▸ GIVEN INSTRUCTION 1: Reproduce the court opinion, starting with "We think it" and going on through "on those dates.".
▸ GIVEN INSTRUCTION 2: In the court opinion, what did the councilman in the Coe case fail to pay after induction into office?

▸ EXTRACT PROVIDED:
####################
There are six legislative districts in Baltimore City. Each district, apparently in accordance with usage, has a local central committee or governing body composed of three members, and each member of each district committee — except when a committee is required to vote as a unit at a state-wide committee meeting — is entitled to cast one vote at a district meeting or a city-wide meeting. See § 82 (b). When meeting as a City Committee the total membership is eighteen.

The record discloses that at the first meeting (on August 13) and at the second meeting (on August 15) only ten persons purporting to be members were present, and, of these at least one member was not eligible to serve as a party officer. One of the members of the third district committee, Anthony E. Gallagher, an alleged felon who had not been pardoned, was removed from the registration list of qualified voters before the date of the first meeting and, although he had been duly notified of such removal, he neither protested the removal nor sought to be reinstated and was subsequently removed as a committeeman. Quite possibly one other ineligible purported member was present at each meeting.3 Thus, even if it is assumed that the notice of the meetings of the City Committee were adequate, the nomination of Valle had no effect because there was not a lawful quorum at either the first or second meeting.

We think it necessary to discuss only the situation of Anthony E. Gallagher. He had been removed in July from the registration list of qualified voters upon a ground based on *604Section 2 of Article I of the Constitution of Maryland. See also §§ 19, 44 and 186 (of Art. 33 of the Code). The removal of his name was effected pursuant to § 44 (a). It is our opinion that when he ceased to be a registered voter (if not when he registered improperly), he ceased to be affiliated with the Democratic Party within the meaning of the election laws (see § 60), and hence he was ineligible to serve or to vote as a committee member on August 13th or 15th; and therefore could not be counted for the purpose of constituting a quorum at either of the meetings held on those dates.

The general rule with respect to a public official is that eligibility to hold office is of a continuing nature and must exist not only at the commencement of the term but during the occupancy of the office. Some of the courts of other states hold that the date of election or appointment is the time to test eligibility to hold office. But most of the courts hold that even though a candidate is qualified at the time of his election this is not sufficient to entitle him to qualify and continue to hold office, if, at the commencement of the term, or during the continuance of the incumbency, he ceases to be qualified. See 42 Am. Jur., Public Officers, § 41. And see 88 A.L.R. 812, 828, Part IV, and the cases cited, particularly Jeffries v. Rowe, 63 Ind. 592 (1878); State ex rel. Johnston v. Donworth, 105 S. W. 1055 (Mo. App. 1907); State ex rel. Fugina v. Pierce, 209 N. W. 693 (Wis. 1926); and State ex rel. Coe v. Harrison, 114 So. 905 (Ala. 1927). In the Coe case, in which a councilman after induction into office failed to pay the state poll tax and therefore ceased to be a qualified elector, it was held that he had vacated the office. Cf. Lilly v. Jones, 158 Md. 260, 269-72, 148 Atl. 434 (1930), where it was held that under the provisions of the Baltimore City Charter prohibiting the appointment as a member of the City Service Commission one “holding any public office,” a member of that commission ceased to be qualified for membership if during his term he accepted appointment to another public office.
####################
▸ SUPPLIED ENTRIES:
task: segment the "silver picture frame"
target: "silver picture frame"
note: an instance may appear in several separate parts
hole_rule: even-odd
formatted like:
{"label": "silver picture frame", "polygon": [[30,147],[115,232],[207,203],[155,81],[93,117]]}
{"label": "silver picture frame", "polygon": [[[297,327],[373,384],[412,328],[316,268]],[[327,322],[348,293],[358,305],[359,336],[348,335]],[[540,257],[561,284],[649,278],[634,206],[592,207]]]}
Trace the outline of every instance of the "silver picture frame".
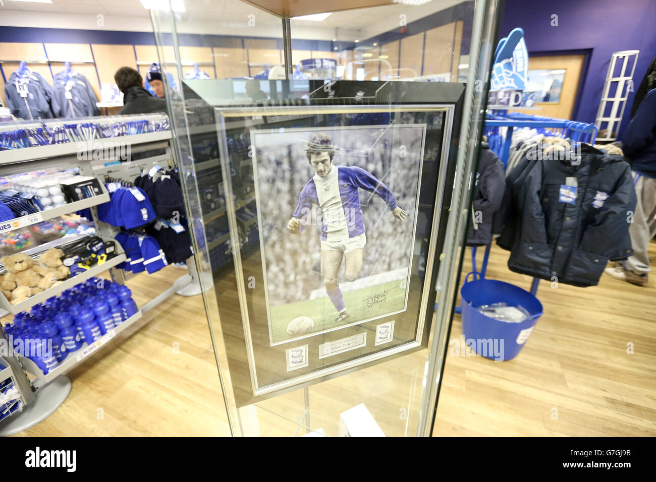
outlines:
{"label": "silver picture frame", "polygon": [[[232,359],[235,361],[233,367],[238,363],[240,365],[245,363],[248,366],[248,378],[250,384],[250,394],[248,396],[239,397],[237,396],[237,392],[241,392],[245,390],[245,388],[241,386],[240,384],[245,382],[245,376],[232,376],[233,369],[230,367],[231,376],[232,377],[232,384],[235,390],[236,401],[237,406],[243,406],[247,403],[251,403],[264,398],[268,398],[277,393],[289,392],[299,388],[307,386],[310,384],[317,383],[325,380],[338,376],[340,374],[350,372],[356,370],[361,369],[372,364],[380,363],[382,361],[390,359],[393,357],[401,356],[403,354],[411,351],[420,350],[425,348],[428,344],[428,336],[430,332],[430,324],[431,323],[432,315],[433,312],[433,306],[435,300],[435,286],[434,280],[436,278],[436,261],[438,262],[439,253],[436,252],[438,243],[438,231],[440,226],[440,218],[443,212],[443,202],[445,192],[447,189],[446,181],[447,179],[447,169],[449,166],[450,156],[453,153],[451,152],[453,126],[457,117],[457,106],[455,101],[453,104],[386,104],[386,105],[343,105],[343,106],[284,106],[284,107],[264,107],[252,106],[244,108],[216,108],[215,115],[216,117],[218,131],[219,132],[218,148],[219,155],[220,158],[220,167],[223,177],[224,186],[226,190],[225,202],[226,211],[227,214],[228,225],[230,230],[230,245],[232,255],[234,267],[234,286],[237,290],[237,298],[238,298],[239,311],[241,319],[241,327],[243,332],[240,334],[243,335],[243,355],[234,355]],[[306,346],[310,343],[316,335],[325,334],[325,333],[340,332],[342,329],[350,327],[359,327],[365,323],[370,323],[373,320],[358,321],[347,326],[339,327],[331,330],[322,331],[320,333],[312,333],[306,336],[302,336],[295,338],[293,340],[285,340],[280,342],[274,342],[271,338],[270,320],[266,319],[262,322],[261,319],[253,319],[251,311],[253,311],[252,303],[249,301],[249,294],[247,290],[249,280],[245,276],[244,260],[242,258],[242,248],[240,246],[239,239],[239,228],[237,218],[236,216],[236,203],[234,199],[235,188],[232,184],[230,165],[231,153],[228,146],[228,134],[227,130],[230,127],[234,126],[236,120],[243,121],[244,125],[253,125],[258,124],[262,119],[295,119],[308,115],[329,116],[331,115],[339,114],[358,114],[358,113],[386,113],[390,114],[401,114],[401,113],[442,113],[442,126],[441,141],[440,146],[440,155],[438,170],[436,174],[435,180],[436,186],[433,186],[435,190],[435,196],[431,199],[432,204],[432,218],[428,220],[430,223],[430,236],[427,248],[425,252],[420,253],[425,260],[424,266],[424,279],[423,285],[420,288],[420,294],[419,300],[419,315],[417,317],[417,323],[413,331],[414,334],[411,338],[409,338],[402,342],[391,346],[388,342],[384,343],[375,343],[375,336],[374,334],[368,338],[371,342],[371,348],[367,352],[354,355],[350,359],[346,359],[339,363],[333,363],[327,366],[312,367],[312,363],[307,363],[306,360],[302,360],[303,367],[293,367],[294,369],[289,369],[289,357],[287,353],[289,350],[293,350],[297,347],[294,346],[295,342],[300,346]],[[314,128],[313,128],[314,129]],[[425,142],[424,139],[422,141]],[[255,157],[255,156],[254,156]],[[423,153],[420,163],[421,168],[423,169]],[[253,163],[256,163],[256,157],[253,159]],[[254,168],[254,176],[256,176],[256,169]],[[421,175],[419,176],[421,179]],[[256,180],[255,182],[257,186]],[[416,206],[417,209],[419,205],[419,189],[417,190]],[[259,195],[258,192],[255,193],[256,201]],[[262,219],[261,213],[258,210],[258,224],[260,234],[260,241],[262,243],[263,235],[261,232]],[[417,214],[415,212],[415,224],[413,225],[413,233],[417,235]],[[413,244],[413,252],[411,254],[412,260],[415,254],[414,243]],[[261,249],[261,247],[260,247]],[[264,263],[262,263],[264,265]],[[262,268],[261,271],[264,277],[262,279],[266,279],[266,268]],[[215,283],[216,284],[216,283]],[[408,283],[409,285],[409,283]],[[266,283],[265,283],[266,289]],[[409,286],[407,288],[410,291]],[[415,287],[417,289],[417,287]],[[418,294],[419,293],[418,292]],[[432,295],[432,296],[431,296]],[[266,299],[265,303],[268,303],[268,294],[265,294]],[[406,296],[405,307],[407,307],[407,299],[409,295]],[[249,306],[249,304],[251,306]],[[395,314],[398,312],[395,312]],[[387,315],[385,315],[386,317]],[[394,326],[394,320],[392,321]],[[237,321],[234,321],[237,323]],[[223,325],[223,320],[221,321]],[[264,324],[267,328],[269,333],[269,340],[267,344],[268,347],[264,346],[261,343],[256,346],[254,342],[253,325],[254,323]],[[398,322],[396,322],[397,325]],[[259,330],[259,328],[258,329]],[[375,331],[375,328],[374,328]],[[356,335],[353,335],[356,336]],[[366,338],[366,337],[365,337]],[[258,334],[258,338],[262,341],[261,334]],[[291,344],[290,344],[291,343]],[[256,358],[259,355],[262,357],[270,356],[268,353],[263,355],[261,351],[266,350],[279,349],[276,353],[279,355],[281,363],[284,363],[287,367],[284,374],[278,374],[278,377],[281,379],[274,381],[264,381],[262,380],[262,374],[258,372],[261,367],[258,368]],[[238,348],[235,348],[237,350]],[[352,351],[340,351],[340,353],[353,353]],[[300,357],[302,353],[297,351],[295,353]],[[307,355],[307,353],[306,353]],[[229,363],[231,359],[230,353],[228,354]],[[299,358],[300,359],[300,358]],[[238,361],[237,361],[238,360]],[[299,362],[300,363],[300,362]],[[304,369],[305,369],[305,372]],[[238,381],[241,378],[243,382]],[[237,387],[236,386],[239,386]]]}

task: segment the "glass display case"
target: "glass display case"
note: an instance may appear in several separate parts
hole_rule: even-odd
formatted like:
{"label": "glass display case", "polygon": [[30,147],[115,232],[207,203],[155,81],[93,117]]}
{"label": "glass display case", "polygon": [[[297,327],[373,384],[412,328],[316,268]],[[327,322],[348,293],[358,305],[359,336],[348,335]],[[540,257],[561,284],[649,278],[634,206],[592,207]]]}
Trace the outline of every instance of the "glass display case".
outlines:
{"label": "glass display case", "polygon": [[497,2],[184,5],[151,16],[233,433],[431,435]]}

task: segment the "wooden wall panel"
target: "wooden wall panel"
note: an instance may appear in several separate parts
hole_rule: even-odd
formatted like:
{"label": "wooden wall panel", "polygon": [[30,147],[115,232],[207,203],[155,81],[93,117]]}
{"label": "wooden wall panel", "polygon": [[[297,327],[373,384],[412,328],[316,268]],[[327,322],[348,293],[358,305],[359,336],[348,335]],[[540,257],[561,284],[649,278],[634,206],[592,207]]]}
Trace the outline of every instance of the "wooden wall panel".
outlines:
{"label": "wooden wall panel", "polygon": [[246,39],[244,46],[248,49],[250,75],[256,74],[265,65],[270,67],[283,64],[283,51],[276,39]]}
{"label": "wooden wall panel", "polygon": [[[27,62],[46,61],[43,44],[14,42],[0,42],[0,59],[25,60]],[[7,75],[6,72],[5,75]]]}
{"label": "wooden wall panel", "polygon": [[386,68],[384,63],[381,62],[380,80],[389,80],[396,75],[396,69],[399,68],[399,47],[398,41],[384,43],[380,46],[381,59],[389,62],[391,66],[391,68]]}
{"label": "wooden wall panel", "polygon": [[[3,71],[7,80],[9,76],[18,68],[18,62],[20,60],[25,60],[28,62],[28,67],[31,70],[39,72],[51,84],[52,83],[52,75],[50,73],[50,68],[47,64],[33,64],[32,62],[45,62],[45,52],[43,50],[43,45],[40,43],[18,43],[12,42],[0,42],[0,60],[16,61],[9,62],[2,64]],[[7,106],[7,99],[5,98],[5,81],[0,79],[2,82],[1,92],[0,92],[0,98],[2,99],[3,106]]]}
{"label": "wooden wall panel", "polygon": [[[423,75],[449,73],[453,75],[455,72],[457,79],[461,39],[456,38],[459,30],[457,24],[457,22],[454,22],[426,30]],[[462,25],[459,27],[459,31],[462,37]],[[458,51],[457,56],[452,53],[456,49]]]}
{"label": "wooden wall panel", "polygon": [[[284,52],[283,55],[284,56]],[[299,64],[301,60],[304,60],[306,58],[312,58],[312,50],[292,50],[291,51],[291,62],[295,66]],[[284,60],[284,58],[283,59]]]}
{"label": "wooden wall panel", "polygon": [[453,33],[453,65],[451,67],[451,82],[458,81],[458,65],[460,63],[460,50],[462,44],[462,20],[455,22],[455,31]]}
{"label": "wooden wall panel", "polygon": [[136,68],[134,50],[132,45],[110,45],[92,44],[91,49],[96,58],[96,66],[100,77],[100,83],[114,83],[114,73],[121,67]]}
{"label": "wooden wall panel", "polygon": [[[212,47],[180,47],[180,56],[183,64],[211,64],[212,65],[199,65],[198,68],[202,70],[211,78],[214,79],[214,64],[212,58]],[[169,61],[169,59],[166,59]],[[182,75],[187,72],[194,71],[194,66],[182,66]]]}
{"label": "wooden wall panel", "polygon": [[47,43],[45,50],[51,62],[93,62],[88,43]]}
{"label": "wooden wall panel", "polygon": [[248,75],[246,50],[241,47],[236,49],[215,47],[212,50],[217,78],[230,79]]}
{"label": "wooden wall panel", "polygon": [[421,75],[424,60],[424,35],[417,33],[401,39],[401,77]]}

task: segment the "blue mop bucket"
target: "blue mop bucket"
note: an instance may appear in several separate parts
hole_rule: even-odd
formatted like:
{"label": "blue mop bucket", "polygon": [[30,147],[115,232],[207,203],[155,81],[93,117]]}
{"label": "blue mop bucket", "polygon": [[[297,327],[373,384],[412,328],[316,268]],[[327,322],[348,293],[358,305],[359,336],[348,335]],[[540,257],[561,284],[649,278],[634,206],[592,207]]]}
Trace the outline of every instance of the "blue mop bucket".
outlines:
{"label": "blue mop bucket", "polygon": [[[479,355],[493,360],[514,358],[542,315],[542,304],[526,290],[509,283],[484,278],[468,282],[470,274],[465,277],[460,289],[465,342]],[[502,321],[483,315],[475,308],[502,302],[508,306],[523,307],[530,316],[520,323]]]}

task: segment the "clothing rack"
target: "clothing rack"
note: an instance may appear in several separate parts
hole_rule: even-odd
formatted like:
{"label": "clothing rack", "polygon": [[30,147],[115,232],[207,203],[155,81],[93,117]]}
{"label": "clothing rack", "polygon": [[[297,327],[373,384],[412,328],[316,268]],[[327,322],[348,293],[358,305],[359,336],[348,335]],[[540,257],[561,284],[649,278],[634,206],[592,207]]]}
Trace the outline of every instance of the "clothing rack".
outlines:
{"label": "clothing rack", "polygon": [[512,144],[512,134],[516,128],[535,129],[551,136],[569,138],[575,142],[586,142],[590,145],[594,144],[597,133],[599,132],[594,124],[588,124],[584,122],[554,119],[543,115],[531,115],[518,112],[501,113],[499,111],[493,111],[492,113],[487,114],[485,131],[498,131],[499,127],[507,128],[502,147],[497,153],[499,158],[503,163],[504,167],[508,165],[508,157]]}
{"label": "clothing rack", "polygon": [[[499,155],[505,168],[508,165],[508,158],[510,152],[510,146],[512,144],[512,134],[516,128],[529,127],[535,129],[539,131],[550,136],[569,138],[575,142],[585,142],[590,145],[594,144],[597,137],[598,129],[594,124],[584,122],[567,121],[563,119],[554,119],[543,115],[531,115],[518,112],[503,113],[493,111],[488,113],[485,120],[485,132],[490,132],[499,127],[506,127],[506,135],[503,144]],[[476,270],[476,247],[472,247],[472,271],[474,273],[474,279],[482,279],[485,277],[487,270],[487,261],[489,258],[491,245],[485,246],[485,254],[483,257],[483,264],[481,271]],[[531,283],[531,294],[535,296],[539,285],[539,278],[533,278]],[[461,307],[457,306],[456,313],[461,312]]]}

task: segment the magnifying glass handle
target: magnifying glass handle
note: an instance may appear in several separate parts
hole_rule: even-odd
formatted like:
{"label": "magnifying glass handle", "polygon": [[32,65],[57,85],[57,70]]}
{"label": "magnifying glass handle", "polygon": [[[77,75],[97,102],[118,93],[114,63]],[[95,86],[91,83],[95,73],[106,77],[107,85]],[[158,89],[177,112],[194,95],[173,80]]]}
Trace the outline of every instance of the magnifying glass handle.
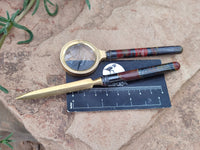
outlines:
{"label": "magnifying glass handle", "polygon": [[171,62],[163,65],[157,65],[142,69],[135,69],[130,71],[125,71],[113,75],[107,75],[102,77],[102,82],[104,86],[110,85],[112,83],[120,81],[133,81],[142,78],[152,77],[156,75],[161,75],[165,72],[178,70],[180,64],[178,62]]}
{"label": "magnifying glass handle", "polygon": [[106,52],[106,59],[131,58],[156,56],[164,54],[178,54],[183,51],[181,46],[164,46],[151,48],[135,48],[127,50],[109,50]]}

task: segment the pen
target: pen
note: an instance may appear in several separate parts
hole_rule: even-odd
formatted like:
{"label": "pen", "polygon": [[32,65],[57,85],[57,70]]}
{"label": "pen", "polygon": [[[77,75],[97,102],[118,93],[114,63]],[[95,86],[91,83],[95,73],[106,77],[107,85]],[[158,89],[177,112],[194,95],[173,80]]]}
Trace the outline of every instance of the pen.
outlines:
####################
▸ TASK SOLUTION 1:
We think it necessary to discuss only the situation of Anthony E. Gallagher. He had been removed in July from the registration list of qualified voters upon a ground based on *604Section 2 of Article I of the Constitution of Maryland. See also §§ 19, 44 and 186 (of Art. 33 of the Code). The removal of his name was effected pursuant to § 44 (a). It is our opinion that when he ceased to be a registered voter (if not when he registered improperly), he ceased to be affiliated with the Democratic Party within the meaning of the election laws (see § 60), and hence he was ineligible to serve or to vote as a committee member on August 13th or 15th; and therefore could not be counted for the purpose of constituting a quorum at either of the meetings held on those dates.

▸ TASK SOLUTION 2: The state poll tax.